Identify the line that contains "Objective — a point for each instance of the car windshield" in the material. Output it and every line after it, unchanged, through the end.
** EXERCISE INPUTS follows **
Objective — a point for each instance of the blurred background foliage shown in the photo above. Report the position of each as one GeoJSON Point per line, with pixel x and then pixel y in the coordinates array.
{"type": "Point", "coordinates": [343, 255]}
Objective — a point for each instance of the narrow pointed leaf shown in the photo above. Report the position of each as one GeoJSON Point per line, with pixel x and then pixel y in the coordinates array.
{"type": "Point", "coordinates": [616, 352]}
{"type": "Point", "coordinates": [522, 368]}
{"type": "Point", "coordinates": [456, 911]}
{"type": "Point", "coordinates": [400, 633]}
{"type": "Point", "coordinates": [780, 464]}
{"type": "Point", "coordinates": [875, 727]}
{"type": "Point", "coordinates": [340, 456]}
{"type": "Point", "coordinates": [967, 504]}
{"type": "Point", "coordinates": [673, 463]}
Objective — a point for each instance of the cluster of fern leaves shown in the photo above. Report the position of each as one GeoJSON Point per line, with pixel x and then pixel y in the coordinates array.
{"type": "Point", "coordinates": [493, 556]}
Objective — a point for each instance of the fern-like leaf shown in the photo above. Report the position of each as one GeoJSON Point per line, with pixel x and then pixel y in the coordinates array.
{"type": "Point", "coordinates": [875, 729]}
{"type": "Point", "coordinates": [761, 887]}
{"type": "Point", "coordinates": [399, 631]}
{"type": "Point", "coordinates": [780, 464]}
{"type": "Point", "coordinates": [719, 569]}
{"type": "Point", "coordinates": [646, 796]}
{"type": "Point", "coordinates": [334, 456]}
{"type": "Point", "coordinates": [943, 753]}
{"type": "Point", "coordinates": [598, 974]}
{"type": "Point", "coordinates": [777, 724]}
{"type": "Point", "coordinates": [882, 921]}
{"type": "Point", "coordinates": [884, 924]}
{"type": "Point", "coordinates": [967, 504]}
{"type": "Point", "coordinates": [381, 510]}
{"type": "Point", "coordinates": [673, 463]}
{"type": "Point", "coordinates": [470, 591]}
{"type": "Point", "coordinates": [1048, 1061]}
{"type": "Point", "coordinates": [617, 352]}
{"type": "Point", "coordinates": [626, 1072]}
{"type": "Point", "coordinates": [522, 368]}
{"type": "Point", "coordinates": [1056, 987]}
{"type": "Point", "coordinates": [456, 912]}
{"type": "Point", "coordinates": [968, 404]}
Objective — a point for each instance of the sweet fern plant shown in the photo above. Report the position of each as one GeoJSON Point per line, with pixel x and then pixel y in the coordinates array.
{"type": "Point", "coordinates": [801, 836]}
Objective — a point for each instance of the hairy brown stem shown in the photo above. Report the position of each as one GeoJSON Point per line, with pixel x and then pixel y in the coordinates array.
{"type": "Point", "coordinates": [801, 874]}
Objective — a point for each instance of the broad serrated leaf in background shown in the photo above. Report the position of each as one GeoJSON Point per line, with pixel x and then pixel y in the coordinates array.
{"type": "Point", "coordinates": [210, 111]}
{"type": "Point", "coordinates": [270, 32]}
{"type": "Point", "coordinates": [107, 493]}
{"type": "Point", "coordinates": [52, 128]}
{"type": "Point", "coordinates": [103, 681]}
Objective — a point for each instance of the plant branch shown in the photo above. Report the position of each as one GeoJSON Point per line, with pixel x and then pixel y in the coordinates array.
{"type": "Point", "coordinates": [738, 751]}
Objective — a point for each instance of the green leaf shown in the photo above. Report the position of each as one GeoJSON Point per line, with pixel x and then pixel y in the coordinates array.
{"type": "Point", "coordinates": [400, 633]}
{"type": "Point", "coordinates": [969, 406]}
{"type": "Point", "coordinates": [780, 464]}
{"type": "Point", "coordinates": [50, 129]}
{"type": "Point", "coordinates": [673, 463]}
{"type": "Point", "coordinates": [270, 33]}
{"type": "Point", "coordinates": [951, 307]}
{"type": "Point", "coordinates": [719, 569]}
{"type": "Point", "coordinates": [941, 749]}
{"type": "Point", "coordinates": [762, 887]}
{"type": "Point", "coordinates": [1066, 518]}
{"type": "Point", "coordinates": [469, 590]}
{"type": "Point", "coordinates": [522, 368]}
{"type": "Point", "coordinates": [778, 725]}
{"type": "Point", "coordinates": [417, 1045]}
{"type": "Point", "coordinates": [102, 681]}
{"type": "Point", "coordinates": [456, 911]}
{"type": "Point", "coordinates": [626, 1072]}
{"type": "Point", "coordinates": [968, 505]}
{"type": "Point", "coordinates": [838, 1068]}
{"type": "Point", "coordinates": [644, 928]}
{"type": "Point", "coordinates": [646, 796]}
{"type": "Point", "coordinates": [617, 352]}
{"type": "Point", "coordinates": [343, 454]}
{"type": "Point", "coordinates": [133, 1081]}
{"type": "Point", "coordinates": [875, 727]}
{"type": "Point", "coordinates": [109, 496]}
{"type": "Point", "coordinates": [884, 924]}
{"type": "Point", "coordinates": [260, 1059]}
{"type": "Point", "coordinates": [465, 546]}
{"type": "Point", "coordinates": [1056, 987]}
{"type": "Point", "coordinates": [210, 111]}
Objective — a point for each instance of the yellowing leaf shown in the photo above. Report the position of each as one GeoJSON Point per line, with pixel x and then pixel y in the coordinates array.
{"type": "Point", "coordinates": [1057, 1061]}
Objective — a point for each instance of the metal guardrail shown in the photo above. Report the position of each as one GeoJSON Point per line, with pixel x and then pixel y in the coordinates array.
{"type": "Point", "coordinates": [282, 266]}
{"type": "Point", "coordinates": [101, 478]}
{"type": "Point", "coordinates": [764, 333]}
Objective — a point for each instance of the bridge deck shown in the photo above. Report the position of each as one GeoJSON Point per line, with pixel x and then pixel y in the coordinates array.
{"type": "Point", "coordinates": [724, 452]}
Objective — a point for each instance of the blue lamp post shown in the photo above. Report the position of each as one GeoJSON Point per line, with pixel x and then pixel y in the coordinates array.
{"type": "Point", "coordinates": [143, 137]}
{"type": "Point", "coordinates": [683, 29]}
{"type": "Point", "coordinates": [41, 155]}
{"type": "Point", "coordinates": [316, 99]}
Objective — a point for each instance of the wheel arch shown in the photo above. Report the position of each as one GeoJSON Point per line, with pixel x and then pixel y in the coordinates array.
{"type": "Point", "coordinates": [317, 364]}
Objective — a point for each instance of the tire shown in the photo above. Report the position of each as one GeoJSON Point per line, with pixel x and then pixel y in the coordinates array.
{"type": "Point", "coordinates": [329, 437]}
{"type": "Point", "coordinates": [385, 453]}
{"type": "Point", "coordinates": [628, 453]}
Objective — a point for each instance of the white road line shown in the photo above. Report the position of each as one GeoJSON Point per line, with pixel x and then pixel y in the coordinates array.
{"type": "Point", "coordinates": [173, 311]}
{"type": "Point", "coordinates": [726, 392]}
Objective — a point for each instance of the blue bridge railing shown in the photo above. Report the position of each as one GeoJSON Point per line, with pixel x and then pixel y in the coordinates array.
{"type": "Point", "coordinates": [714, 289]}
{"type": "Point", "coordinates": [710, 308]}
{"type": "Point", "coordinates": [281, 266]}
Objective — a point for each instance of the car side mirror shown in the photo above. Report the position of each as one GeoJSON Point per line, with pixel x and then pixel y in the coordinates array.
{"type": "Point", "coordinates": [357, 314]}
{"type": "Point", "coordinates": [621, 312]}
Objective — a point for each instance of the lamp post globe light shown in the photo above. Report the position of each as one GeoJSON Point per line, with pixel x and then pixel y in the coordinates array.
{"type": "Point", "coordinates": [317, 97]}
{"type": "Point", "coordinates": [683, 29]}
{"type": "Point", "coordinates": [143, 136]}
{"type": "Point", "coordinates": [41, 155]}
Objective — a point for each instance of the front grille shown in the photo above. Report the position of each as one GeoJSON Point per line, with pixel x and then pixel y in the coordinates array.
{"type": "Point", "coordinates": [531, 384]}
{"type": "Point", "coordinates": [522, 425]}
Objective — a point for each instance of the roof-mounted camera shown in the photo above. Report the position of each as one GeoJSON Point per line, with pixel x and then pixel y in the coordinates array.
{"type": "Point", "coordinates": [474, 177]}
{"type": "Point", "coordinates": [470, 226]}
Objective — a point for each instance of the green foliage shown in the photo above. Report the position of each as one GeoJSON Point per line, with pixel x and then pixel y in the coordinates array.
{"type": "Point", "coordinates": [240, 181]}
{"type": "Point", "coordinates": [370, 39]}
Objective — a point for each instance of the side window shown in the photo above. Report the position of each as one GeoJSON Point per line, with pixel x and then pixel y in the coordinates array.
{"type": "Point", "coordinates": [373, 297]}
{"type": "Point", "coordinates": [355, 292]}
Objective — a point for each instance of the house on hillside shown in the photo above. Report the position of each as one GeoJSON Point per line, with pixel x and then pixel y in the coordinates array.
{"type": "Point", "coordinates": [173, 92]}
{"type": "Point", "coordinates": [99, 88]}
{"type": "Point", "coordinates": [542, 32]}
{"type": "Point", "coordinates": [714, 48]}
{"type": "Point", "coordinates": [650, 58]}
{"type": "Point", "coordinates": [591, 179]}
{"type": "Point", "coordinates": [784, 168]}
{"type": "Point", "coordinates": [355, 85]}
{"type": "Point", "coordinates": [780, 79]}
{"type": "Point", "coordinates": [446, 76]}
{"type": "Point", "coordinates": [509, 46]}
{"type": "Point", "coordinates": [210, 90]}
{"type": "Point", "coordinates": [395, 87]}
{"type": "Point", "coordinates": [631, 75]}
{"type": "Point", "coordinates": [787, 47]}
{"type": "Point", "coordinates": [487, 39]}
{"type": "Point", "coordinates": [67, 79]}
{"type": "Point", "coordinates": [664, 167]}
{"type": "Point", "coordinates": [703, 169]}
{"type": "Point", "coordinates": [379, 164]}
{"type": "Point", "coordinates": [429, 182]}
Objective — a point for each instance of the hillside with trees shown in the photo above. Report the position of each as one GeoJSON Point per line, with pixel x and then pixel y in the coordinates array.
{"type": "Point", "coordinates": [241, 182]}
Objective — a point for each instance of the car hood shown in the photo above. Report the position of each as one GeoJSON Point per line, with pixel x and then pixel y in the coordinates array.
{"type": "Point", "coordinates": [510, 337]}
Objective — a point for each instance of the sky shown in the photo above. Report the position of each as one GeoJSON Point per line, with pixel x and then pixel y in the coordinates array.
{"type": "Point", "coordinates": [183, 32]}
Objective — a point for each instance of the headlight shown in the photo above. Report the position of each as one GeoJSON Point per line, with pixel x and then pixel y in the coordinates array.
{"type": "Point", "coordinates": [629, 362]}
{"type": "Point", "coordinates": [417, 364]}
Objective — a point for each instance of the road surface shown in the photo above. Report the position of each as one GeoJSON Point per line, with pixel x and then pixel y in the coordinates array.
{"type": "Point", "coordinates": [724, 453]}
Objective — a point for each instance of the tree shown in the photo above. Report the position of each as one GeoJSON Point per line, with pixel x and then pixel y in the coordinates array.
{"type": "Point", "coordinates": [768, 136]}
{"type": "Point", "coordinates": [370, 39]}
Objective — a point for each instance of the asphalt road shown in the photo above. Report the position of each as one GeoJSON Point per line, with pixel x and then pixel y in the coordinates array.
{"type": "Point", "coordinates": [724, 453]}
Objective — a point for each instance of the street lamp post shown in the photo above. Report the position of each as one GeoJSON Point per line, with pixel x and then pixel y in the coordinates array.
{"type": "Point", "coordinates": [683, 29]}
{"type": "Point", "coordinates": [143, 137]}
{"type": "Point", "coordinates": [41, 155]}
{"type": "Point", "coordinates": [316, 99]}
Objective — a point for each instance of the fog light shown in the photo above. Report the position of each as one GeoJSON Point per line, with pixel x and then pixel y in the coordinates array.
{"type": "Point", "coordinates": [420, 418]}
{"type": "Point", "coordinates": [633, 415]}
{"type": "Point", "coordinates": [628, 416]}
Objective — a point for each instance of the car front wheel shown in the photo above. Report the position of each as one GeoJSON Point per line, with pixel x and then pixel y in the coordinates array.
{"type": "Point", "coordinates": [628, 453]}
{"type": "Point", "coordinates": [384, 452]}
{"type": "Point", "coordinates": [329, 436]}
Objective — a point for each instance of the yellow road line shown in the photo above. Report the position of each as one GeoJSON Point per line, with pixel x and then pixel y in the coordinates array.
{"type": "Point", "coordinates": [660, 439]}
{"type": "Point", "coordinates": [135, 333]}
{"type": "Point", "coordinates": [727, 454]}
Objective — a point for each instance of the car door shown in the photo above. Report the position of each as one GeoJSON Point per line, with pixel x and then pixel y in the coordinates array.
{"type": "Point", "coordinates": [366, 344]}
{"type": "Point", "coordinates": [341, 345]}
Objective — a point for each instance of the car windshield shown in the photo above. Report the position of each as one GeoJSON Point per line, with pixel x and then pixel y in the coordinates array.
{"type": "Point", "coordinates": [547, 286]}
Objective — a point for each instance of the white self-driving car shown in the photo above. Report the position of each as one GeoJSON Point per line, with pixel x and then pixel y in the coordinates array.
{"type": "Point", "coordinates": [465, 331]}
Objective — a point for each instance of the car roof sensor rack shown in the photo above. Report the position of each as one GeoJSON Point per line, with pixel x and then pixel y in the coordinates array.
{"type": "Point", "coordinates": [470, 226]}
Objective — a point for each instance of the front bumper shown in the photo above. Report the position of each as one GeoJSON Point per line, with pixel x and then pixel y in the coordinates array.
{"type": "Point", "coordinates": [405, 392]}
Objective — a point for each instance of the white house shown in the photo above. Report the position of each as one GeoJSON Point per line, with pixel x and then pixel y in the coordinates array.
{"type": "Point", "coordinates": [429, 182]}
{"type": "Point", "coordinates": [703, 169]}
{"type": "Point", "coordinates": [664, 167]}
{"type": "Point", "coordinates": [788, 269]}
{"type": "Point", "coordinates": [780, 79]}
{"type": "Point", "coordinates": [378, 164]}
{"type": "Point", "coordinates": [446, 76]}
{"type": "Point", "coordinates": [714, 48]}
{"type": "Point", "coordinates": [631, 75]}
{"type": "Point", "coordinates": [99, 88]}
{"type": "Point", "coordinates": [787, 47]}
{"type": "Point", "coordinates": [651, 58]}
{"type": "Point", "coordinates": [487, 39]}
** End of EXERCISE INPUTS **
* _TASK RESULT_:
Objective — a point for each instance of the car windshield shown in the photo above. Report the position of each as one GeoJSON Point per line, with pixel x and then pixel y in the coordinates array.
{"type": "Point", "coordinates": [547, 286]}
Objective — a point for each instance of the white self-driving car shown in the photo above. Report the position of each as one GeoJSON Point per line, with pixel x and then pixel y in the coordinates array.
{"type": "Point", "coordinates": [465, 331]}
Objective — a point for each instance of the car roof sensor rack shown in the photo above. Report the position of each as one GeoJSON Point per line, with pixel x and then pixel y in the coordinates array.
{"type": "Point", "coordinates": [470, 226]}
Objective — a point for each instance of the front bumper shown in the photo above. Report the position of each as one GeoJSON Point per line, with pixel x and then pixel y in the coordinates array.
{"type": "Point", "coordinates": [405, 392]}
Objective — a point for each instance of the white house shown in the photo above. Report the position of each as one GeoJSON Point per line, with pixel x and then pixel y in the coordinates array.
{"type": "Point", "coordinates": [429, 182]}
{"type": "Point", "coordinates": [703, 169]}
{"type": "Point", "coordinates": [664, 167]}
{"type": "Point", "coordinates": [788, 269]}
{"type": "Point", "coordinates": [780, 79]}
{"type": "Point", "coordinates": [378, 164]}
{"type": "Point", "coordinates": [446, 76]}
{"type": "Point", "coordinates": [714, 48]}
{"type": "Point", "coordinates": [631, 75]}
{"type": "Point", "coordinates": [99, 88]}
{"type": "Point", "coordinates": [787, 47]}
{"type": "Point", "coordinates": [651, 58]}
{"type": "Point", "coordinates": [487, 39]}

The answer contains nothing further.